Retype all the records with nothing changed.

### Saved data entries
====================
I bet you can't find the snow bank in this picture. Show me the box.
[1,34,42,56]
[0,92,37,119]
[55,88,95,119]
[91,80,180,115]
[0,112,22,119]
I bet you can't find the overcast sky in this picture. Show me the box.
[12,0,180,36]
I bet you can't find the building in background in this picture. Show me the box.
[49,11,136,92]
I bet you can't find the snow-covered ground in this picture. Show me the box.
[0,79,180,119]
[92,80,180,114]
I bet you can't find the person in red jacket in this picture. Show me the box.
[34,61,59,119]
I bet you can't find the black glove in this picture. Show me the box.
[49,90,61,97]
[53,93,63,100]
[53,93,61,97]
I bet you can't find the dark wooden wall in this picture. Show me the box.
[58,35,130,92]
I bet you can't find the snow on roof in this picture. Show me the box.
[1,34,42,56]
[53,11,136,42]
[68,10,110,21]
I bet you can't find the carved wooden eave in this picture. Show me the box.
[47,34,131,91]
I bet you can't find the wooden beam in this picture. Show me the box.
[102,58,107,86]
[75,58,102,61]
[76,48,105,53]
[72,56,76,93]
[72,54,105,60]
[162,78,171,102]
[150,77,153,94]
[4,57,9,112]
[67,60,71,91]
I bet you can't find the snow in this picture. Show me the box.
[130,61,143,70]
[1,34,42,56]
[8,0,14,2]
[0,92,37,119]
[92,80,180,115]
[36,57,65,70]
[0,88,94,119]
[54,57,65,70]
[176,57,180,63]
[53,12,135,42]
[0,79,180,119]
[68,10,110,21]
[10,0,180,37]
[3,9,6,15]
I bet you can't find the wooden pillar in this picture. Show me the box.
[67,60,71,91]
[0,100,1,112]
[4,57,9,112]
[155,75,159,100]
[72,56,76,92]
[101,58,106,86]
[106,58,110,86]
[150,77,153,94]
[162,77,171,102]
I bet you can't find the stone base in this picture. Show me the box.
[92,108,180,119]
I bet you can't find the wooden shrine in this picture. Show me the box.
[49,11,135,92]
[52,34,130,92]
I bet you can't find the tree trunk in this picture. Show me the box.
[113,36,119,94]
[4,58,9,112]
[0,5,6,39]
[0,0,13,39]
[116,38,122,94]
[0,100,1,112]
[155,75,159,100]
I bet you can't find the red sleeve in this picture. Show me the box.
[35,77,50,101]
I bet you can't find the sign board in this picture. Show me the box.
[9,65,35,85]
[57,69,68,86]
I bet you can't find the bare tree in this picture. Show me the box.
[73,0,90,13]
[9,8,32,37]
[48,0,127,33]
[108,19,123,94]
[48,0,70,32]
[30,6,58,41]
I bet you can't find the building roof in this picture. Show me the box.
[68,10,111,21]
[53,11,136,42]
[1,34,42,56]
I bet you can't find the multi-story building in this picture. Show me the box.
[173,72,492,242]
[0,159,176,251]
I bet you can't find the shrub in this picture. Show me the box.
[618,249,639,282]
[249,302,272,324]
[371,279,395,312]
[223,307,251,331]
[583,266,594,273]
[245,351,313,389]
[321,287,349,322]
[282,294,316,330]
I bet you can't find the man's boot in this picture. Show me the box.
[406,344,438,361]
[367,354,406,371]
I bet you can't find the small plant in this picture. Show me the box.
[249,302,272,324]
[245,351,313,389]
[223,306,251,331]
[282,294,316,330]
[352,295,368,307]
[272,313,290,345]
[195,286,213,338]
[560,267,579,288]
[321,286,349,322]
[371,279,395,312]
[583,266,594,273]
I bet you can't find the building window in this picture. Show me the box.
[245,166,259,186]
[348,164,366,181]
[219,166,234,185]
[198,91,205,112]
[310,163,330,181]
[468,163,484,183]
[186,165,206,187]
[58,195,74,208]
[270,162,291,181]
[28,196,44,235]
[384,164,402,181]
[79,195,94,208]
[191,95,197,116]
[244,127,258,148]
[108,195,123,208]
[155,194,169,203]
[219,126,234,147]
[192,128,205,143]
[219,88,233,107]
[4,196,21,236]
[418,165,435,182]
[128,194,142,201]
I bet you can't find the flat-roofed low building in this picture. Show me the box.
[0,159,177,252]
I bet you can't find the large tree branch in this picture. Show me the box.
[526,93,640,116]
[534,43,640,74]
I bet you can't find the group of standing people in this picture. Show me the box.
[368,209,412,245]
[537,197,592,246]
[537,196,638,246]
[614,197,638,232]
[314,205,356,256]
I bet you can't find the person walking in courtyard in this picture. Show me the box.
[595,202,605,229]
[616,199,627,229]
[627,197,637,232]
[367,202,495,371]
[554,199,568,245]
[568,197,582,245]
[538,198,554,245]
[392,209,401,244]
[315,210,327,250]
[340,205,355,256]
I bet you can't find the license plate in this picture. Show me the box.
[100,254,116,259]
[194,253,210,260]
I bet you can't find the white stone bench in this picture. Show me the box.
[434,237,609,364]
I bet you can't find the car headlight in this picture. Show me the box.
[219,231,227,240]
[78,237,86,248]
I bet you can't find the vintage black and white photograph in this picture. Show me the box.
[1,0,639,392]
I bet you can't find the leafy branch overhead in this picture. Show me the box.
====================
### TASK RESPONSE
I bet you can't find the snow bank in this picture. Show me the box.
[1,34,42,56]
[0,92,37,119]
[55,88,95,119]
[91,80,180,115]
[0,112,22,119]
I bet you can't find the overcast sky in this picture. Show me the box.
[12,0,180,36]
I bet you can't find the building in background in this picture. Show me the box.
[49,11,136,92]
I bet you can't find the snow-covered ground in this picture. Show me the box.
[0,79,180,119]
[92,80,180,114]
I bet you can't find the person in red jacket in this picture. Show me the box.
[34,61,59,119]
I bet you can't find the black glove in this picture. Show me the box.
[49,90,61,97]
[53,93,63,100]
[53,93,61,97]
I bet you can't find the dark wooden wall in this picture. Show me the box.
[58,35,130,92]
I bet you can't find the snow on roof in this picture. Show me the box.
[1,34,42,56]
[53,11,136,42]
[68,10,110,21]
I bet you can't find the carved wooden eave in this picture. Show me the box.
[47,34,131,91]
I bet you can't find the wooden beam in this picture. Show me the box.
[102,58,107,86]
[75,58,102,61]
[76,48,105,53]
[72,56,76,93]
[72,54,105,60]
[162,78,171,102]
[150,77,153,94]
[4,57,9,112]
[67,60,71,91]
I bet you can't find the snow in this picture. Show me the box.
[130,61,143,70]
[1,34,42,56]
[8,0,14,2]
[0,92,37,119]
[92,80,180,115]
[36,57,65,70]
[0,88,94,119]
[54,57,65,70]
[176,57,180,63]
[53,12,135,42]
[0,79,180,119]
[68,10,110,21]
[10,0,180,37]
[3,9,6,15]
I bet you can't find the wooden pillar in this picture. Show me the box.
[67,60,71,91]
[0,100,1,112]
[4,57,9,112]
[155,75,159,100]
[72,56,76,92]
[101,58,106,86]
[106,58,110,86]
[150,77,153,94]
[162,77,171,102]
I bet you can't find the stone base in this picture. Show me the box.
[92,108,180,119]
I bet you can't find the wooden shrine in this picture. Show me the box.
[49,11,135,92]
[52,34,130,92]
I bet you can't find the tree trunk in this picture. Show me the box.
[113,36,119,94]
[4,58,9,112]
[0,5,6,39]
[0,0,13,39]
[116,38,122,94]
[0,100,1,112]
[155,75,159,100]
I bet you can't find the red sleeve in this picture. Show me the box.
[35,77,50,101]
I bet you can't find the sign board in this picture. Show me the box.
[9,65,35,85]
[57,69,68,86]
I bet you can't find the bare tree in this picture. Show me the box.
[73,0,90,13]
[9,8,32,37]
[48,0,127,33]
[108,19,123,94]
[48,0,70,32]
[30,6,58,41]
I bet you can't find the building roof in this picture. Show me the box.
[68,10,111,21]
[53,11,136,42]
[1,34,42,56]
I bet you can't find the multi-story building in this picture. Show me the box.
[173,72,492,242]
[0,159,176,251]
I bet you can't find the shrub in this picture. Show me the box.
[618,249,639,282]
[249,302,272,324]
[371,279,395,312]
[223,307,251,331]
[583,266,594,273]
[245,351,313,389]
[321,287,349,322]
[282,294,316,330]
I bet you can't find the man's boot in this picture. Show me the box.
[406,344,438,361]
[367,354,406,371]
I bet you can't find the small plant in this picture. Show me the box.
[249,302,272,324]
[245,351,313,389]
[223,306,251,331]
[282,294,316,330]
[352,295,368,307]
[272,313,290,345]
[195,286,213,338]
[560,267,579,288]
[321,286,349,322]
[371,279,395,312]
[583,266,594,273]
I bet you can't find the building window in this picture. Show me the box.
[245,166,259,186]
[348,164,366,181]
[219,166,234,185]
[198,91,205,112]
[310,163,330,181]
[468,163,484,183]
[186,165,206,187]
[58,195,74,208]
[270,162,291,181]
[28,196,44,235]
[384,164,402,181]
[79,195,94,208]
[191,95,197,116]
[244,127,258,148]
[108,195,123,208]
[155,194,169,203]
[219,126,234,147]
[192,128,205,143]
[219,88,233,107]
[4,196,21,236]
[418,165,435,182]
[128,194,142,201]
I bet you can't find the flat-roofed low building in this picture. Show me the box.
[0,159,177,252]
I bet you can't find the large tree branch in this picture. Show me the box.
[526,93,640,116]
[534,43,640,74]
I bet you can't find the group of standing people in this picture. Show me the box.
[368,209,412,245]
[537,197,592,246]
[537,196,638,246]
[614,197,638,232]
[314,205,356,256]
I bet you can't find the person walking in courtyard in this picture. Show me the box.
[595,202,605,229]
[616,199,627,229]
[627,197,637,232]
[367,202,495,371]
[554,199,568,245]
[568,197,582,245]
[538,198,554,245]
[392,209,401,244]
[315,210,327,250]
[340,205,355,256]
I bet you can't find the license plate in this picture. Show me the box.
[100,254,116,259]
[194,253,210,260]
I bet you can't find the white stone bench in this picture. Show me the box.
[434,237,609,364]
I bet you can't find the car headlight in this picture. Show me the box.
[219,231,227,240]
[78,237,86,248]
I bet you can't find the vintage black and white photograph in this picture. Show me the box.
[1,0,639,392]
I bet you can't find the leafy branch overhead in this picture. Show me the box.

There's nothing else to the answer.